[Start of TEXT SECTION]

Chaim Potok’s The Chosen is among several productions this season at Portland Center Stage that are based on a book or had previously been produced as a movie. It’s an almost unavoidable reality for theatrical companies to pack their slate with plays that people are somehow familiar with in some way.

Another unfortunate reality of modern theater is that the money available for productions has shrunken. Portland Center Stage’s artistic director Chris Coleman has embraced this fact and in many  of his productions this season has worked with negative space and  actor’s narrative or pantomime to fill the stage. This tactic worked extremely well for Ragtime and Snow Falling on Cedars but fails miserably with The Chosen.

Based on Chaim Potok’s award winning book about two boys from opposite sides of the Jewish spectrum (one Hasidic and the other more secular) whose worlds literally collide with each other, The Chosen is a compelling tale that weaves interesting themes about life, relationships and religion. While the themes in The Chosen eminate from Judiasm and Jewish text, they are in many ways universal.

Aaron Posner’s adaptation seems to be more interested in discussing the themes of Chaim Potok’s book than focusing on the characters. The play is hamstrung by painfully long monologues which are more in service of communicating ideology than moving the story along.  Posner’s adaptation also relies on a device which really doesn’t work here: a grown-up version of one of the main characters (Reuven Malter) narrates the story of how he met and befriended the Hasidic Danny Sanders.  This narration constantly takes focus away from the actual characters on stage and makes the play extremely choppy and disjointed.

[End of TEXT SECTION]
[Start of THE RECORDS]

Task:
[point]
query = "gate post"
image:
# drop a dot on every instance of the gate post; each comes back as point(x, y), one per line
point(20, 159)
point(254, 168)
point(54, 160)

[End of THE RECORDS]

JOBS |
1. According to the review, for which two productions did Chris Coleman's use of negative space and narration work well?
2. Retype the records line for line, with no changes.
The review and the records are unrelated to each other.

WRITTEN RESPONSES |
1. Ragtime and Snow Falling on Cedars.

2.
Task:
[point]
query = "gate post"
image:
# drop a dot on every instance of the gate post; each comes back as point(x, y), one per line
point(20, 159)
point(254, 168)
point(54, 160)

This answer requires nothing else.